Data items

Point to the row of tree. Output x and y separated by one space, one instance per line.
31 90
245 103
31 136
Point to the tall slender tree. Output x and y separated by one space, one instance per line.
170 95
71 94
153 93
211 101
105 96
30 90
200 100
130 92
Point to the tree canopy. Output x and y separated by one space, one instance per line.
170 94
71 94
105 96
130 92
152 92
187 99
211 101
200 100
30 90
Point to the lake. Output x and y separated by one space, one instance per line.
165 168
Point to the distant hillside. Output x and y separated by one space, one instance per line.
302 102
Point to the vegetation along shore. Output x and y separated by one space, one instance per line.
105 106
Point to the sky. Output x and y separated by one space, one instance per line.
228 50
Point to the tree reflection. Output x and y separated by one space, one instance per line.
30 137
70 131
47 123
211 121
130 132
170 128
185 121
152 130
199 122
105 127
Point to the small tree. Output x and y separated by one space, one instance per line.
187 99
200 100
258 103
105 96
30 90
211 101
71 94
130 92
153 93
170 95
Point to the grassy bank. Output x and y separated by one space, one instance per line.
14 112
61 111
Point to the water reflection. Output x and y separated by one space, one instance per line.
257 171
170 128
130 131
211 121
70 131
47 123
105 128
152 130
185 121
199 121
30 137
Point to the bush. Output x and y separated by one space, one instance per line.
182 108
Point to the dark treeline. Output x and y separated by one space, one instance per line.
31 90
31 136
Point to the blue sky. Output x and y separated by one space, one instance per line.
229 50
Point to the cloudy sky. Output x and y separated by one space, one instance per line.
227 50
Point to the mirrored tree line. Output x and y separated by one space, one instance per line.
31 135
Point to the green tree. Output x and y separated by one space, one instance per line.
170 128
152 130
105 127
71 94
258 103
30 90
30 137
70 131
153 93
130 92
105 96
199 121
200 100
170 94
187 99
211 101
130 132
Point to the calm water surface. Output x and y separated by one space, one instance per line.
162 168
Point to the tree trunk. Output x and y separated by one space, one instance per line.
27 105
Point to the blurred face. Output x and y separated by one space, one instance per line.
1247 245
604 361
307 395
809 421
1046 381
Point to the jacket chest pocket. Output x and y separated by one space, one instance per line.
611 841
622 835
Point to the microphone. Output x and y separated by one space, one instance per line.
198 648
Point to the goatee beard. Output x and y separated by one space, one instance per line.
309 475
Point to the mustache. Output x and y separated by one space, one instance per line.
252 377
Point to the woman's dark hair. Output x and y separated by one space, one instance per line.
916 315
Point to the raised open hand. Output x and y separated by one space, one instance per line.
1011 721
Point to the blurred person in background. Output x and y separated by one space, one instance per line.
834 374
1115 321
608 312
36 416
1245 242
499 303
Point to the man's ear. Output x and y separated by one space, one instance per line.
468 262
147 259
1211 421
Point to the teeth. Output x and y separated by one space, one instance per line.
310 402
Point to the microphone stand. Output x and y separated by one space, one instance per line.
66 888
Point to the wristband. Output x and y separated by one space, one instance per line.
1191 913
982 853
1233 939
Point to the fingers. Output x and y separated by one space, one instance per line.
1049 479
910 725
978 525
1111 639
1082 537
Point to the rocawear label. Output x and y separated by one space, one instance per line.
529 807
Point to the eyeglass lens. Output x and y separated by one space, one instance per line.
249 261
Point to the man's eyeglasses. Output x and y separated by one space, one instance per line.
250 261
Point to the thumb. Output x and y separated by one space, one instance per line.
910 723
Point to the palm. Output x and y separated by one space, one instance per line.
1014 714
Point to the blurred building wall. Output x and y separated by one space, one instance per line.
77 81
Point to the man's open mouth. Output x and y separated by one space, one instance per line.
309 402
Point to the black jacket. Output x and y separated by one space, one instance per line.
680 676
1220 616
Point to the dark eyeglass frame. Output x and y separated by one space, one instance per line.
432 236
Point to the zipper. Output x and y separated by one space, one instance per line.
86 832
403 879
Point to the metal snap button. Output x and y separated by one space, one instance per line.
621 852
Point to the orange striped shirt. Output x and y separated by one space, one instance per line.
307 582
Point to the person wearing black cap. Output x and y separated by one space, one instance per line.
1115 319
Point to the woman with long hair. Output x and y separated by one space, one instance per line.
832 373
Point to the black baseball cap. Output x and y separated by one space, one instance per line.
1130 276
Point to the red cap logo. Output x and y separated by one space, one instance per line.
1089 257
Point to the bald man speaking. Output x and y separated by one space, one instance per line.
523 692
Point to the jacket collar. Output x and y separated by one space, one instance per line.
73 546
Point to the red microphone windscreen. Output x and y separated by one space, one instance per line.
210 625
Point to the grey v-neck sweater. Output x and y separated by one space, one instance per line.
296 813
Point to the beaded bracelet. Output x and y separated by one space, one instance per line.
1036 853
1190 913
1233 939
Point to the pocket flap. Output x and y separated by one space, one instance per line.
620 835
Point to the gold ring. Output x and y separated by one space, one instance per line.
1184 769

● **Exercise brief**:
Show the data once more, exactly as it was written.

● **Result**:
Point to the row of tree. Output x and y separated by one space, one instance per line.
31 90
245 103
31 136
Point to the tall slender tree. Output x and y separated by one space, one instance per line.
170 95
71 94
153 93
211 101
105 96
30 90
200 100
130 92
Point to the tree canopy. Output x and y separated by one space, one instance per line.
170 94
71 94
105 96
130 92
152 92
187 99
211 101
200 100
30 90
Point to the lake. Output x and y separated by one space, one instance per line.
165 168
Point to the distant hillside. Output x and y separated by one space, one instance per line.
302 102
Point to the vegetation along shore. Output x and y separated by one space, one instance per line.
105 106
Point to the sky. Output x and y separated by one space, one instance per line.
228 50
Point to the tree reflection. Output x and y separated by one space, one instance per line.
30 137
70 131
47 123
211 121
130 132
170 128
185 121
152 130
199 122
105 127
Point to the small tree. Output x and y separated by one space, one instance per line.
187 99
200 100
258 103
105 96
30 90
211 101
71 94
130 92
153 93
170 95
Point to the grassy bank. Output x and y separated by one space, one instance per line.
14 112
61 111
Point to the water reflection. Output x and y separated by one space, one instance per line.
257 171
170 128
130 131
211 121
70 131
47 123
105 128
152 130
185 121
199 121
30 137
Point to the bush. Output x and y separated by one space, one instance per line.
182 108
Point to the dark treeline. Output x and y separated by one space, one instance per line.
31 90
31 136
Point to the blue sky. Output x and y separated by one space, one instance per line.
229 50
Point to the cloudy sky. Output x and y separated by one space, one instance per line.
227 50
Point to the mirrored tree line. Output x and y separated by one space, one instance per line.
31 135
Point to the green tree. Output x and y separated by one space, one instance per line.
170 128
152 130
105 127
71 94
258 103
30 90
30 137
70 131
153 93
130 92
105 96
199 121
200 100
170 94
187 99
211 101
130 132
Point to the calm water surface. Output x and y separated by one space, one instance per line.
162 168
Point to the tree trunk. Output x and y separated by one space, one instance per line.
27 105
Point to the blurred face. Output x and y separated by one space, one instance per line.
1247 245
604 361
307 395
809 421
1046 381
Point to the jacket chest pocket. Output x and y separated by one space, one instance per line.
611 841
622 835
Point to the microphone. Output x and y separated by one space, one instance per line.
198 648
Point to the goatee beard. Output x and y separated by one space, one instance per line.
309 475
Point to the mustache. Output x and y separated by one space, one instance per line.
252 377
Point to the woman's dark hair. Output x and y separated by one space, one instance per line.
916 315
Point to the raised open hand. Output x and y separated by one space, one instance per line.
1011 721
Point to the blurred person in background. Output x and y separated by one space, one instance per line.
834 374
1115 321
608 312
36 416
1245 242
499 303
Point to the man's ear. Output x and y separated by one space, one instance per line.
468 262
147 259
1211 421
Point to the teeth. Output x and y separated by one space, one instance per line.
310 402
Point to the microphone stand. Output x and y separated by one space, one instance per line.
66 888
Point to the wristband. Output x and y separated by one space, one instance per line.
1191 913
982 853
1233 939
Point to the fingers. Output x and y separated by one space, one instance per line.
1049 479
910 725
978 525
1111 639
1082 537
Point to the rocawear label. Output x and y separated by one space, one instance per line.
529 807
Point to the eyeglass lens. Output x and y separated by one space, one instance per line.
249 261
Point to the man's eyeglasses. Output x and y separated by one space, one instance per line.
250 261
Point to the thumb. Output x and y separated by one space, one instance per line.
910 723
Point to the palm. Output x and y separated by one space, one instance per line.
1014 714
Point to the blurred building wall. Output x and y separated by one space, one instance per line.
77 81
Point to the man's open mouth. Output x and y separated by one space, one instance per line.
309 402
Point to the black jacket. Output x and y separated by one space, one instance per line.
680 676
1220 616
Point to the dark eyeglass frame. Output x and y separated by one space, one instance per line.
432 236
Point to the zipper. Output x and y separated by one space, one instance per line.
86 832
403 879
Point to the metal snap button. Output x and y separated by one space, one instance per line.
621 852
Point to the orange striped shirt. Output x and y separated by one space, one instance per line.
307 582
Point to the person wearing black cap. Output x and y separated by one space, one instance per line.
1115 319
Point to the woman with long hair. Output x and y separated by one space, one instance per line.
832 373
Point to the black baseball cap. Output x and y separated by one space, one instance per line.
1130 276
Point to the red cap logo. Output x and y separated by one space, one instance per line.
1089 257
Point to the bald man speaking. Output x and y separated by one space, one instance per line.
523 692
Point to the jacket collar. Output x and y separated by one space, one instance per line.
73 546
Point to the red microphone windscreen. Output x and y separated by one space, one instance per line.
210 625
Point to the grey v-neck sweater. Output x and y separated by one space, one instance per line.
296 813
Point to the beaded bracelet. Output x and y separated by one space, one instance per line.
1036 853
1190 913
1233 939
Point to the pocket flap. Output x and y separated by one space, one instance per line.
620 835
Point to the gold ring. Output x and y separated by one space, one instance per line.
1184 769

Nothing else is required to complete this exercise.